Task instructions
The listing below must be repeated word for word, without its pictures.

[Data supplied — start]

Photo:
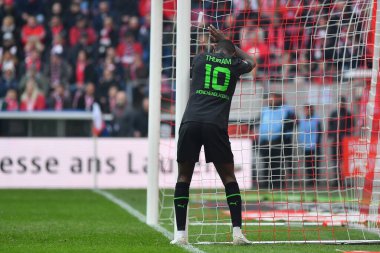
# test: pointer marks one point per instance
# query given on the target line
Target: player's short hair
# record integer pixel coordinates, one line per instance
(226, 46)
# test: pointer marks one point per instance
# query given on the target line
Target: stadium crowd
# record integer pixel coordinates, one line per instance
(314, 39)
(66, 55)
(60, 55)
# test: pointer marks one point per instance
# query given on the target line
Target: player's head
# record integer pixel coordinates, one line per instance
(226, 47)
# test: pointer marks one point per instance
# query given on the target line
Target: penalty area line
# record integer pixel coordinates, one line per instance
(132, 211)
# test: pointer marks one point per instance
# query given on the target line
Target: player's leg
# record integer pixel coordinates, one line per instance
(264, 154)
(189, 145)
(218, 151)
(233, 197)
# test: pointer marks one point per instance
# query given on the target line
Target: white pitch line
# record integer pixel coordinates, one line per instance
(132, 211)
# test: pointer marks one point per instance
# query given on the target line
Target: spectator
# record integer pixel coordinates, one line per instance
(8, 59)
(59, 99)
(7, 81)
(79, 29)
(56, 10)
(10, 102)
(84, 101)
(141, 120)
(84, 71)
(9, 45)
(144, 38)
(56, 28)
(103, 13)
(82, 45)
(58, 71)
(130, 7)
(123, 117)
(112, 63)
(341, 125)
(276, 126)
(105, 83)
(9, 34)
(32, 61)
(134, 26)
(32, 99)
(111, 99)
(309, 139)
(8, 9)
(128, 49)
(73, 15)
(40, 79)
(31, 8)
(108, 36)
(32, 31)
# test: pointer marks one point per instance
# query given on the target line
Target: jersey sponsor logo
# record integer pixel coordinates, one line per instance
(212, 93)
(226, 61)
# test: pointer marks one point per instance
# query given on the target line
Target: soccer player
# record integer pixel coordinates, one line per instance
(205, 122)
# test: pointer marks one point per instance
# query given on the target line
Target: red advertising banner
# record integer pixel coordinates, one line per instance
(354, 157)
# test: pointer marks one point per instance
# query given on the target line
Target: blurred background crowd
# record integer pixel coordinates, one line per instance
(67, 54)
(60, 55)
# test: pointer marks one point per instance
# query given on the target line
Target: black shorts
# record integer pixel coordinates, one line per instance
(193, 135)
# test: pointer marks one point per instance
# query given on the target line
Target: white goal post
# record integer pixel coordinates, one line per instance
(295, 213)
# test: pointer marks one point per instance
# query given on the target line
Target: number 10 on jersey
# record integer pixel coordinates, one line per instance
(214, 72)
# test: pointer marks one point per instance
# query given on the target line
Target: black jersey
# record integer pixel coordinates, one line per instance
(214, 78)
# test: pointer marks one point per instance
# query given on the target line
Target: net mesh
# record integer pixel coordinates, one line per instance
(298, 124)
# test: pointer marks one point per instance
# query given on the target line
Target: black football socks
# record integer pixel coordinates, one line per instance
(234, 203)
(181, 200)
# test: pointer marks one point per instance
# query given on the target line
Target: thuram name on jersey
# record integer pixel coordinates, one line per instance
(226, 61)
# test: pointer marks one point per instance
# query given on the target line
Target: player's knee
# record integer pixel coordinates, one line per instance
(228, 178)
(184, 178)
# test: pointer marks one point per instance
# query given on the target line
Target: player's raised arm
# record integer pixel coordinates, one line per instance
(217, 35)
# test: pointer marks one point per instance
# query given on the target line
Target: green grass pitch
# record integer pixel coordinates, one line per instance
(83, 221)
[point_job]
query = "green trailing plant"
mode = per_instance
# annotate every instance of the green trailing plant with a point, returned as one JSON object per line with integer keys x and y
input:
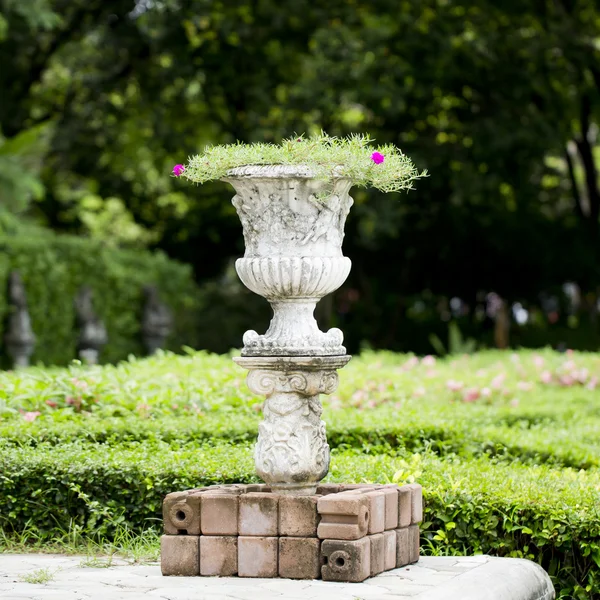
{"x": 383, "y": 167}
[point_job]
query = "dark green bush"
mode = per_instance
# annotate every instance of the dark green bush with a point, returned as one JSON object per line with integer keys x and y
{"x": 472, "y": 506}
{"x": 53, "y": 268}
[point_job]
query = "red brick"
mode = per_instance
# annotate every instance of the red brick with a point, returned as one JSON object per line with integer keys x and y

[Data supplied — finish]

Written solution
Photo:
# test: pointer marks one point per instance
# query given on the target line
Target: player's short hair
# record integer pixel coordinates, one line per instance
(226, 46)
# test: pointer marks one point per instance
# query given on the target line
Target: stadium crowd
# record integer pixel coordinates, one line per instance
(314, 39)
(66, 55)
(60, 55)
# test: pointer marks one point per instance
# query given on the target line
Target: player's head
# record integer pixel coordinates, one line per instance
(226, 47)
# test: pointer marks one point per instance
# query given on the target line
Target: penalty area line
# record integer pixel coordinates, one line per instance
(132, 211)
# test: pointer marks one point per instance
# query given on the target line
Target: player's leg
# record integer pixel coordinates, one line per instance
(264, 154)
(189, 145)
(218, 151)
(233, 197)
# test: pointer marks one point per instance
# query given on the target line
Target: white pitch line
# record integer pixel coordinates, one line per instance
(132, 211)
# test: pointer marks one point per instance
# query given on the target line
Target: spectator
# record integer pixel coordinates, one line per instance
(8, 59)
(59, 99)
(7, 81)
(79, 29)
(56, 10)
(10, 102)
(84, 101)
(141, 120)
(84, 71)
(9, 45)
(144, 38)
(56, 28)
(103, 13)
(82, 45)
(58, 71)
(130, 7)
(123, 117)
(112, 63)
(341, 125)
(276, 126)
(105, 83)
(9, 34)
(32, 61)
(134, 26)
(32, 99)
(111, 99)
(309, 139)
(8, 9)
(128, 49)
(73, 15)
(40, 79)
(31, 8)
(108, 36)
(32, 31)
# test: pointer marks one point per instance
# query given on the target line
Target: jersey sponsor logo
# record integer pixel coordinates, one line per instance
(212, 93)
(226, 61)
# test: pointer marks one point per instance
# query given on the target line
Target: soccer player
# record integer pixel coordinates, one line per instance
(205, 122)
# test: pointer marks one point per instance
# query given on the target line
Target: red advertising banner
# record integer pixel coordinates, one line per instance
(354, 157)
# test: pointer marks one point per instance
# query given on the target line
Target: blurred background crowd
# record integer pixel coordinates, one line per instance
(67, 54)
(60, 55)
# test: pointer marks one point per instance
# query given on the target line
Target: black shorts
# record integer pixel coordinates, one line per instance
(193, 135)
# test: pointer marks one point per instance
# query given on the target line
Target: white goal post
# record integer pixel coordinates, one line per instance
(295, 213)
# test: pointer marks one point per instance
# query given on the target line
Target: number 10 on jersey
# record integer pixel coordinates, one line per instance
(214, 72)
# test: pointer marks one point per instance
# query given on the target line
Target: black jersey
# record integer pixel coordinates, one line per instance
(214, 78)
# test: pointer marks one point per instance
# query given on the target line
Target: net mesh
# record integer pixel coordinates, one line per instance
(298, 124)
# test: pointer marks one point per instance
# query given on the target line
Target: black football socks
# record integer pixel coordinates, one line per instance
(234, 203)
(181, 200)
# test: pointer marks one point per instance
# query given on the target line
Target: thuram name on jersey
# record integer pixel coordinates, one line per instance
(226, 61)
# test: pointer marks one point per instance
# query given on the target line
Target: player's knee
# record integer pixel coordinates, one line per instance
(228, 178)
(184, 178)
# test: pointer marks one point per instance
# query given on the target line
Target: player's raised arm
# record integer pixel coordinates, one line per instance
(217, 35)
# test: pointer marks one point per instance
# query given on the target line
Target: green grass pitch
# record integer pixel coordinates, one line per instance
(83, 221)
[point_job]
query = "green trailing plant"
mode = per_instance
# annotate every instance of the green trailing plant with a point, returned as one JSON object per line with integer keys x and y
input:
{"x": 383, "y": 167}
[point_job]
query = "dark green bush"
mode = per_instance
# annotate every instance of the dark green bush with a point, returned as one JSON object per line with integer keys x and y
{"x": 472, "y": 506}
{"x": 53, "y": 268}
[point_job]
query = "red brick"
mode = per_instance
# annotate every instance of the red brick with a point, returned as one JSON object per line with integer keys x and y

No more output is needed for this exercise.